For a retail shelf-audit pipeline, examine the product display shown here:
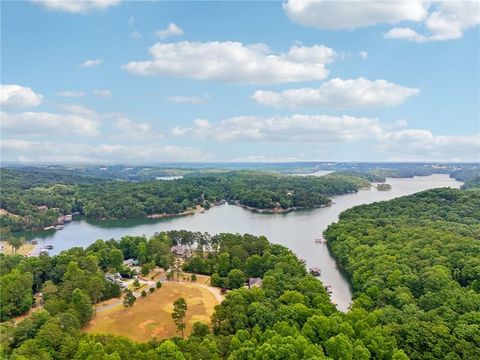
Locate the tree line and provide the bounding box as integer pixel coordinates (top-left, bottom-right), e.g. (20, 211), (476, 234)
(0, 231), (406, 360)
(326, 188), (480, 359)
(0, 169), (368, 232)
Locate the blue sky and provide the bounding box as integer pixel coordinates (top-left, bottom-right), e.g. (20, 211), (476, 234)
(1, 0), (480, 163)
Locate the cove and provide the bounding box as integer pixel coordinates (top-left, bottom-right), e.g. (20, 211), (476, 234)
(27, 174), (462, 311)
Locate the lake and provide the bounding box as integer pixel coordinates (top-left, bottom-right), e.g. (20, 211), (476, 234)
(29, 174), (462, 311)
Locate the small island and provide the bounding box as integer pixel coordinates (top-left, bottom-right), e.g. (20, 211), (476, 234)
(377, 183), (392, 191)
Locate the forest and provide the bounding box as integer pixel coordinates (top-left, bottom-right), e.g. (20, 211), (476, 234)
(326, 189), (480, 359)
(0, 231), (406, 359)
(0, 169), (369, 232)
(0, 189), (480, 360)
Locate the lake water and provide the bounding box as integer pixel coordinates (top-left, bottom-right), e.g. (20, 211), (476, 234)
(26, 174), (462, 311)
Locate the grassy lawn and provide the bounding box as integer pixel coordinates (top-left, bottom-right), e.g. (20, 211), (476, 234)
(85, 282), (218, 342)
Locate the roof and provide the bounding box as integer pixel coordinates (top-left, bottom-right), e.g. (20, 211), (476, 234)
(248, 278), (263, 287)
(123, 259), (138, 265)
(170, 245), (186, 256)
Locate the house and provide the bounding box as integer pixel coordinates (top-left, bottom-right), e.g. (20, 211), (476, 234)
(123, 259), (138, 267)
(248, 278), (263, 289)
(170, 245), (187, 257)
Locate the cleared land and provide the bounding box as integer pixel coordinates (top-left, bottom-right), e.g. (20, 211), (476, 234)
(85, 282), (221, 342)
(0, 241), (35, 255)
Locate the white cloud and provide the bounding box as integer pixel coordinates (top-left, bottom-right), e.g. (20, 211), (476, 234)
(283, 0), (480, 42)
(31, 0), (120, 14)
(123, 41), (335, 84)
(283, 0), (427, 30)
(112, 117), (164, 140)
(172, 115), (383, 143)
(167, 94), (210, 105)
(384, 0), (480, 42)
(171, 115), (480, 161)
(0, 85), (43, 107)
(252, 78), (420, 109)
(57, 91), (85, 98)
(379, 129), (480, 162)
(130, 30), (142, 39)
(1, 112), (100, 137)
(93, 89), (112, 98)
(1, 139), (212, 163)
(80, 59), (103, 67)
(155, 23), (183, 39)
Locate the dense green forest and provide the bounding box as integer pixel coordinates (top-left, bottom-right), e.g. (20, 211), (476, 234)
(0, 231), (406, 360)
(0, 169), (368, 231)
(326, 189), (480, 359)
(462, 176), (480, 189)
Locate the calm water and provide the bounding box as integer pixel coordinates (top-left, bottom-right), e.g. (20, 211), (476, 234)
(26, 175), (461, 311)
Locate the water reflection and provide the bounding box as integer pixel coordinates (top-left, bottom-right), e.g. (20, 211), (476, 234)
(30, 175), (461, 311)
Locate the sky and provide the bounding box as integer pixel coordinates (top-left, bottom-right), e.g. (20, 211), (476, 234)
(0, 0), (480, 164)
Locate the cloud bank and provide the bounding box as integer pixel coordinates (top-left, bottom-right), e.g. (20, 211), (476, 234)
(123, 41), (336, 84)
(252, 78), (420, 109)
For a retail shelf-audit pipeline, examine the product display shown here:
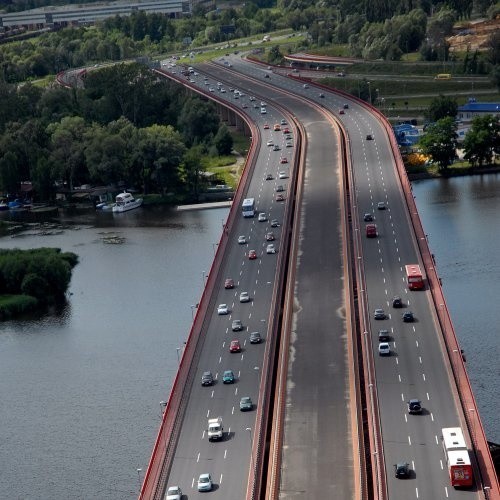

━━━━━━━━

EXERCISE TASK: Reproduce all of the lines above word for word, leaving out the pictures.

TASK RESPONSE:
For a retail shelf-audit pipeline, examine the product display shown here:
Locate the tree line and provide the bounding box as integer pixel coordinates (top-left, bottom-right), e.g. (20, 211), (476, 234)
(0, 231), (406, 360)
(326, 188), (480, 359)
(0, 169), (368, 232)
Locate the blue sky and provide the bounding box as integer pixel coordinates (top-left, bottom-right), e.g. (20, 211), (476, 234)
(1, 0), (480, 163)
Locate the cove and provide the bounding box as integer pixel coordinates (top-left, bottom-right), e.g. (20, 211), (476, 234)
(27, 174), (462, 311)
Locate the lake and provide the bounding box as integer pixel coordinates (top-left, bottom-right), e.g. (20, 211), (476, 234)
(29, 174), (462, 311)
Locate the small island and provide the bounding box as integer pixel coordinates (top-left, bottom-right), e.g. (20, 211), (476, 234)
(377, 183), (392, 191)
Locate the forest and provide the bounding box as integer pixel coordinates (top-left, bottom-right), e.g. (20, 211), (476, 234)
(326, 189), (480, 359)
(0, 231), (406, 359)
(0, 169), (369, 232)
(0, 189), (480, 360)
Locate the lake water and provide the bounding box as integer pixel coordinates (top-left, bottom-right), e.g. (20, 211), (476, 234)
(26, 174), (462, 311)
Locate the grassy lawn and provide the bounding box as integer pixel coordinates (top-left, bottom-right), e.g. (20, 211), (476, 234)
(85, 282), (218, 342)
Locate the roof and provide the bounding box as integer pixel coordinates (top-left, bottom-right), e.g. (20, 211), (476, 234)
(248, 278), (263, 287)
(123, 259), (138, 265)
(170, 245), (186, 256)
Locate the house and provide the bounding box as integer pixel coordinates (top-left, bottom-right), e.g. (20, 211), (476, 234)
(123, 259), (138, 267)
(248, 278), (263, 289)
(170, 245), (187, 257)
Locate the cleared land and provide the bounding box as integer pixel coordinates (top-left, bottom-right), e.g. (20, 211), (476, 234)
(85, 282), (221, 342)
(0, 241), (35, 255)
Locate the white cloud and provide the bounding box as integer pixel coordinates (top-left, bottom-right), e.g. (20, 211), (476, 234)
(283, 0), (480, 42)
(31, 0), (120, 14)
(123, 41), (335, 84)
(283, 0), (427, 30)
(112, 117), (164, 140)
(172, 115), (383, 143)
(167, 94), (210, 105)
(384, 0), (480, 42)
(171, 115), (480, 161)
(0, 85), (43, 107)
(252, 78), (420, 109)
(57, 91), (85, 98)
(379, 129), (480, 162)
(130, 30), (142, 39)
(1, 112), (100, 137)
(93, 89), (112, 98)
(1, 139), (212, 163)
(80, 59), (103, 67)
(155, 23), (183, 39)
Locate the dense green forest and provide the bounding box as integer pixel coordinates (top-left, bottom-right), e.g. (20, 211), (476, 234)
(0, 231), (406, 360)
(0, 169), (368, 231)
(326, 189), (480, 359)
(462, 176), (480, 189)
Locate the calm water and provide the bounding box as integer pixel coordinates (top-left, bottom-right), e.g. (20, 211), (476, 234)
(26, 175), (461, 311)
Locate the water reflection and provide the bounding box as integer pixel coordinates (top-left, bottom-right), e.g. (20, 211), (476, 234)
(30, 175), (461, 311)
Locate the sky and provide the bounding box as integer pixel coordinates (top-left, bottom-right), e.g. (20, 211), (476, 234)
(0, 0), (480, 164)
Locate the cloud bank and provide the bounding box as integer pixel coordinates (top-left, bottom-right), e.g. (20, 211), (476, 234)
(123, 41), (336, 84)
(252, 78), (420, 109)
For a retail shelf-audit pipeline, examine the product display shown here:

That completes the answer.